This guide covers the fundamentals of querying data with NQL: selecting columns, filtering rows with WHERE clauses, and transforming data using expressions and functions.
Prerequisites
- A Narrative I/O account with at least one dataset
- Basic familiarity with SQL syntax
What you’ll learn
- How to select specific columns and use aliases
- How to filter data with comparison and logical operators
- How to transform data using expressions and functions
- How to work with complex types (arrays, structs, maps)
Selecting columns
Basic column selection
Select specific columns from a dataset:
SELECT
user_id,
email,
created_at
FROM company_data."123"
Using column aliases
Rename columns in your output with AS:
SELECT
user_id AS id,
email AS contact_email,
created_at AS signup_date
FROM company_data."123"
Fully qualified column names
When joining datasets or for clarity, use fully qualified names:
SELECT
company_data."123".user_id,
company_data."123".email
FROM company_data."123"
Always use fully qualified column names in joins to avoid ambiguity.
Select all columns
Use * to select all columns (use sparingly):
SELECT *
FROM company_data."123"
LIMIT 100 ROWS
Select distinct values
Remove duplicates with DISTINCT:
SELECT DISTINCT category
FROM company_data."123"
Filtering with WHERE
Comparison filters
Filter rows using comparison operators:
SELECT *
FROM company_data."123"
WHERE
age >= 18
AND age < 65
AND status = 'active'
| Operator | Meaning |
|---|
= | Equal to |
<> | Not equal to |
< | Less than |
> | Greater than |
<= | Less than or equal |
>= | Greater than or equal |
Combining conditions
Use AND, OR, and NOT to combine conditions:
SELECT *
FROM company_data."123"
WHERE
(status = 'active' OR status = 'pending')
AND NOT is_test_account
AND region = 'US'
Use parentheses to control evaluation order. AND is evaluated before OR.
IN and NOT IN
Check membership in a list:
SELECT *
FROM company_data."123"
WHERE
category IN ('electronics', 'clothing', 'home')
AND source NOT IN ('test', 'internal')
BETWEEN
Filter within a range (inclusive):
SELECT *
FROM company_data."123"
WHERE
age BETWEEN 25 AND 45
AND score BETWEEN 80 AND 100
NULL checks
Check for missing values:
SELECT *
FROM company_data."123"
WHERE
email IS NOT NULL
AND phone IS NOT NULL
AND secondary_email IS NULL
Don’t use = NULL or <> NULL. These always return NULL, not true/false. Use IS NULL and IS NOT NULL.
Pattern matching with LIKE
Match string patterns using wildcards:
SELECT *
FROM company_data."123"

Supplied information:
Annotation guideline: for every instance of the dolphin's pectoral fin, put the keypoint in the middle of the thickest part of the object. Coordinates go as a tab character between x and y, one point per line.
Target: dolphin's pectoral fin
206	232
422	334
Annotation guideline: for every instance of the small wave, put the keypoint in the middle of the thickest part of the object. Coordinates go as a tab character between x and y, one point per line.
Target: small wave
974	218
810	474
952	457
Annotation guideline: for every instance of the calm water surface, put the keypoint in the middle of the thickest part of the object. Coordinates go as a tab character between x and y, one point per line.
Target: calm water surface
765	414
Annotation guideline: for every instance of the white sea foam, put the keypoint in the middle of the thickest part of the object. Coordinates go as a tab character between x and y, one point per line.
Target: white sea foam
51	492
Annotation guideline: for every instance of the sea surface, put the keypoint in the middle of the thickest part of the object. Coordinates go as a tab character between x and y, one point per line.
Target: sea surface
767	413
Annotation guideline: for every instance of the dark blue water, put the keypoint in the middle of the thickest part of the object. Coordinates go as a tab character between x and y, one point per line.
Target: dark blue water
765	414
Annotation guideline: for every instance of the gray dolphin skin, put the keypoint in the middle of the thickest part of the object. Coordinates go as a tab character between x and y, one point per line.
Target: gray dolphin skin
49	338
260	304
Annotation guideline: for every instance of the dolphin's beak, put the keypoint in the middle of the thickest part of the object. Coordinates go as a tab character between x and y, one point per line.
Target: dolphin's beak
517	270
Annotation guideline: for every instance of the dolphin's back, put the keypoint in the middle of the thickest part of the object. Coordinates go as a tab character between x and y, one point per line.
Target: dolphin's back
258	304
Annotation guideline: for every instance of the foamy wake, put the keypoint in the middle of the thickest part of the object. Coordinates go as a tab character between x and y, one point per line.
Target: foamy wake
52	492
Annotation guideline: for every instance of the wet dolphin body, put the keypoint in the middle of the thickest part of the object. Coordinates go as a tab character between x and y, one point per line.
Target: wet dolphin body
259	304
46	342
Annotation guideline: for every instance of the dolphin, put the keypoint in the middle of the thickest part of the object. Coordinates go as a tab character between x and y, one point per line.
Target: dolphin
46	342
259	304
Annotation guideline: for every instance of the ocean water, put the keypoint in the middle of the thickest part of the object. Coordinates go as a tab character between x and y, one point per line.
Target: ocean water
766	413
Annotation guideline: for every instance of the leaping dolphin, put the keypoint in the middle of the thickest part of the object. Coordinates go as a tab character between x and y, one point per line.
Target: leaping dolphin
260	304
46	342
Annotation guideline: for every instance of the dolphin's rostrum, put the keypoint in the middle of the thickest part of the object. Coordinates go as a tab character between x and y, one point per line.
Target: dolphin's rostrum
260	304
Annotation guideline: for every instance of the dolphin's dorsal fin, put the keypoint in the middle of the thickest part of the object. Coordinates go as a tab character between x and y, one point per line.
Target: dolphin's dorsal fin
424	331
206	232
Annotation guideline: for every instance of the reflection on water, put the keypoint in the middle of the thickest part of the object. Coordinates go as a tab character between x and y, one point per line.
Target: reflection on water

List of tasks:
[a] In the NQL guide, turn the paragraph that begins "This guide covers the fundamentals" into a short bulleted list that keeps its main points.
[b] Answer these questions from the NQL guide, one per line:
(i) What two prerequisites does it list?
(ii) Does BETWEEN include or exclude the ends of its range?
(iii) Which is evaluated first, AND or OR?
[c] List every comparison operator in the NQL guide's operator table, with the meaning given for each.

In response:
[a]
The guide covers the basics of querying data with NQL:
- Selecting columns
- Filtering rows with WHERE clauses
- Transforming data with expressions and functions

[b]
(i) A Narrative I/O account with at least one dataset, and basic familiarity with SQL syntax.
(ii) It includes them; the range is inclusive.
(iii) AND.

[c]
- = : Equal to
- <> : Not equal to
- < : Less than
- > : Greater than
- <= : Less than or equal
- >= : Greater than or equal